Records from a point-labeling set
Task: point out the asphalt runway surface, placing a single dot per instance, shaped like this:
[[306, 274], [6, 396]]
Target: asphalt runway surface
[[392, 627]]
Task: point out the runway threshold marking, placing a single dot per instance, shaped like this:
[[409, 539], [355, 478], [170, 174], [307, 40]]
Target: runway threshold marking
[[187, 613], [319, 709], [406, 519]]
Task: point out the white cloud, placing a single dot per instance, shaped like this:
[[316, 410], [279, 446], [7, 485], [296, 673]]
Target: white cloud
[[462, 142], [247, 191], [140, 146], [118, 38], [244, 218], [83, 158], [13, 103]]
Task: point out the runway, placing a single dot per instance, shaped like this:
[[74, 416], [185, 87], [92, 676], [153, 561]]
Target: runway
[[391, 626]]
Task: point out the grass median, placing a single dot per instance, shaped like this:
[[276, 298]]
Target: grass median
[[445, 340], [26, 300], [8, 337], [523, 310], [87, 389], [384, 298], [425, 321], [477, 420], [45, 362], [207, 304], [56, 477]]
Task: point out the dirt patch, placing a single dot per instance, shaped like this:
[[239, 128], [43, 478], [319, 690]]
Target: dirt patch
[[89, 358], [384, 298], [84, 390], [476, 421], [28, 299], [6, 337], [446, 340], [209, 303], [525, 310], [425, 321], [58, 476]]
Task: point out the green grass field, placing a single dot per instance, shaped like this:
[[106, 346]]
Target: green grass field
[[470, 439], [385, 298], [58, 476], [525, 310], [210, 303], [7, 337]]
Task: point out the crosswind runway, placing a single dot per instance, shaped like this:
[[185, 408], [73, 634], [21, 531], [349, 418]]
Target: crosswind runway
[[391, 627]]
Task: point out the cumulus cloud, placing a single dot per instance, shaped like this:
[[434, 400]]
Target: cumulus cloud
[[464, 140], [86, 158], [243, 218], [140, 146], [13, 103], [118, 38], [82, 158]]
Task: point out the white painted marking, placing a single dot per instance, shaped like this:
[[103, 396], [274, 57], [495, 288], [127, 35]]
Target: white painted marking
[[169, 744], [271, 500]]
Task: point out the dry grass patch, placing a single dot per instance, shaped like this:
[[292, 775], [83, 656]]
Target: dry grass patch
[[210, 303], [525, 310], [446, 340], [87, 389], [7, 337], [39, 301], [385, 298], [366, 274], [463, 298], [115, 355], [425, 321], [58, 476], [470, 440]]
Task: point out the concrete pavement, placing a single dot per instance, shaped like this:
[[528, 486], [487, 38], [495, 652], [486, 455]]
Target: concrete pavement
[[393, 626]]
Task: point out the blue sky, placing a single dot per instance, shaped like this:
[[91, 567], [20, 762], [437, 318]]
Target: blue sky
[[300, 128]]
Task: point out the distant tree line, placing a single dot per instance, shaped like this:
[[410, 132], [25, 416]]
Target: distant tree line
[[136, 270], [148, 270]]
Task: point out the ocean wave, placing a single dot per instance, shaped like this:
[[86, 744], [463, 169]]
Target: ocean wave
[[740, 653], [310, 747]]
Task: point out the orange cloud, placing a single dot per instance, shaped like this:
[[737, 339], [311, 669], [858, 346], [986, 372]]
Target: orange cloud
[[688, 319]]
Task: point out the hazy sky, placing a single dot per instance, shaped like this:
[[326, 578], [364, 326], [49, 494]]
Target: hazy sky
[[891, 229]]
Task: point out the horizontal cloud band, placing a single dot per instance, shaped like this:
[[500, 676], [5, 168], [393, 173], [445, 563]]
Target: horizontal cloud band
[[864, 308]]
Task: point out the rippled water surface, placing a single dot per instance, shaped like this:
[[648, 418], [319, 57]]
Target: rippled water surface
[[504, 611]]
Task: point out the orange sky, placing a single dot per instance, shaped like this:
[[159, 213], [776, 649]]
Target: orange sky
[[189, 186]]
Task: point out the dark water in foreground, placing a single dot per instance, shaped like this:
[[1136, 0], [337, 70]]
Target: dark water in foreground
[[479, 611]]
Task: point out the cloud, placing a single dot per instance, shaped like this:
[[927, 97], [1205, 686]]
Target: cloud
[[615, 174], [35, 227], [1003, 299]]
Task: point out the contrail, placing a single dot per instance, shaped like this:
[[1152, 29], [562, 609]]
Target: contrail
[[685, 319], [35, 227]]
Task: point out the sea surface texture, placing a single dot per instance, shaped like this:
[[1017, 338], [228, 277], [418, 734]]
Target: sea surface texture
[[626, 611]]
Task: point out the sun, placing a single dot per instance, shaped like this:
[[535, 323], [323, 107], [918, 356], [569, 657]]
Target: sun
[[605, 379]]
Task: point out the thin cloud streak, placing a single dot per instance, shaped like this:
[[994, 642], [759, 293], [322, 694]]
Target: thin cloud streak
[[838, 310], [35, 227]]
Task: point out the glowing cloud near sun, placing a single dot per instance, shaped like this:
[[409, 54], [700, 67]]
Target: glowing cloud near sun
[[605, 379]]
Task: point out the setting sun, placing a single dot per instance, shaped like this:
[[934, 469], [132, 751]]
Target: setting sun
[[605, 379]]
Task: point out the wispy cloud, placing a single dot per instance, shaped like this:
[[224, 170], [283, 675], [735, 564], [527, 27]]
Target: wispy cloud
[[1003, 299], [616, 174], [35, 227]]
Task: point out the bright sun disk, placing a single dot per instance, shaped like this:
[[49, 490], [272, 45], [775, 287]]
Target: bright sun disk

▶ **PROBLEM DESCRIPTION**: Rewrite all of these lines with every "a single dot" changed to "one dot", leaving everything else untouched.

▶ **RESULT BELOW**:
Task: point out the asphalt runway surface, placing one dot per instance, shaped like this:
[[306, 274], [6, 396]]
Target: asphalt runway surface
[[392, 627]]
Task: point out the runway threshold marking, placing one dot per instance, shaped like this:
[[409, 539], [355, 478], [170, 174], [307, 40]]
Target: runway threshold marking
[[187, 613], [319, 709], [406, 519]]
Task: point out the white cloud, placing one dot per instance, shaped like this:
[[316, 410], [279, 446], [7, 485], [296, 673]]
Target: white cloud
[[462, 142], [247, 191], [140, 146], [118, 38], [244, 218], [83, 158], [13, 103]]
Task: point out the runway, placing one dot per instance, shaped like this:
[[74, 416], [185, 87], [92, 676], [153, 561]]
Target: runway
[[391, 626]]
Task: point out the grass median, placing one dot per instance, shaped like this:
[[276, 298]]
Target: grass median
[[445, 340], [26, 300], [8, 337], [523, 310], [87, 389], [384, 298], [425, 321], [477, 420], [45, 362], [207, 304], [56, 477]]
Task: point out the dirt patch, placing one dot per instance, shaped like this:
[[239, 128], [43, 478], [319, 690]]
Target: dirt patch
[[89, 358], [384, 298], [84, 390], [476, 421], [28, 299], [6, 337], [446, 340], [209, 303], [525, 310], [425, 321], [58, 476]]
Task: point out the green grass field, placing one dot per instance, shaped like this:
[[106, 346]]
Target: green grass field
[[470, 439], [385, 298], [58, 476], [525, 310], [210, 303], [7, 337]]
Task: point out the crosswind runway, placing one dot per instance, shaped like this:
[[185, 408], [73, 634], [21, 531], [349, 418]]
Target: crosswind runway
[[391, 627]]
Task: point out the cumulus cloud, placing one dot per instance, shaped like this:
[[434, 400]]
Target: cumulus cloud
[[464, 140], [86, 158], [243, 218], [140, 146], [13, 103], [118, 38], [82, 158]]
Task: point out the white painted marking, placing one dot per instance, shaped like this:
[[103, 396], [274, 57], [495, 288], [127, 35]]
Target: white painted marking
[[169, 744], [271, 500]]
Task: point out the dry grass patch, placing one dot per instance, shaped like this:
[[292, 775], [83, 656]]
Target: dry grass patch
[[210, 303], [525, 310], [446, 340], [87, 389], [7, 337], [39, 301], [385, 298], [366, 274], [463, 298], [115, 355], [425, 321], [58, 476], [470, 440]]
Task: point out the concrete pavement, placing one dot per instance, shaped like this:
[[528, 486], [487, 38], [495, 652], [486, 455]]
Target: concrete pavement
[[393, 626]]
Task: point out the blue sky, placing one dot per instance, shaped like this:
[[91, 567], [20, 762], [437, 318]]
Target: blue sky
[[300, 128]]
Task: point out the distant tree line, placing one dot per instance, shaped like this:
[[410, 132], [25, 416]]
Target: distant tree line
[[136, 270], [148, 270]]
Task: point out the ocean wave, placing one dot per instance, shaped like this:
[[86, 744], [463, 169]]
Target: ocean wave
[[740, 653], [310, 747]]
Task: point out the orange cloud, placing one dot per instance, shaped like this:
[[737, 339], [311, 669], [858, 346], [986, 372]]
Target: orange cloud
[[688, 319]]
Task: point out the hazy sky, placing one dot per instance, shaped like this:
[[326, 578], [364, 326], [49, 494]]
Target: hazy sky
[[891, 229]]
Task: point out the horizontal cloud band, placing one dot per instance, shaped like this:
[[500, 676], [5, 168], [393, 173], [445, 563]]
Target: horizontal cloud band
[[864, 308]]
Task: point out the rippled water surface, placing one dot per instance, shaped like this:
[[648, 418], [319, 57]]
Target: rippled water surface
[[504, 611]]
Task: point out the orange sky, placing one dot per instance, shaped like this:
[[159, 213], [776, 649]]
Target: orange sky
[[189, 186]]
Task: point out the dark water in foreground, placing one dot per instance, shaped like this:
[[1136, 0], [337, 70]]
Target: dark water in foreground
[[479, 611]]
Task: point out the cloud, placing one dot per instance, shaped like this:
[[927, 97], [1205, 686]]
Target: cloud
[[615, 174], [35, 227], [1003, 299]]
Task: point out the contrail, placing one dot per instance, shaped like this:
[[1152, 29], [562, 609]]
Target: contrail
[[685, 319], [35, 227]]
Task: point out the sea surface texture, placing one dot per instance, shaped like this:
[[1017, 338], [228, 277], [418, 734]]
Target: sea surface texture
[[626, 611]]
Task: point out the sun, placing one dot per instance, shaped like this:
[[535, 323], [323, 107], [918, 356], [569, 657]]
Target: sun
[[605, 379]]
Task: point out the thin cloud streak, placing one dot per instance, shaped like this:
[[994, 642], [759, 293], [322, 694]]
Target: thin cloud streak
[[838, 310], [35, 227]]
Task: point out the glowing cloud near sun, placing one dot per instance, shaped like this:
[[409, 54], [700, 67]]
Target: glowing cloud near sun
[[605, 379]]
Task: point out the setting sun, placing one dot per instance, shaped like this:
[[934, 469], [132, 751]]
Target: setting sun
[[605, 379]]
Task: point out the wispy cloud, placing one dot per instance, shaped like this:
[[224, 170], [283, 675], [735, 564], [527, 27]]
Target: wispy cloud
[[1003, 299], [616, 174], [35, 227]]
Task: point out the bright sun disk, placing one dot per instance, shaped like this:
[[49, 490], [272, 45], [775, 287]]
Target: bright sun disk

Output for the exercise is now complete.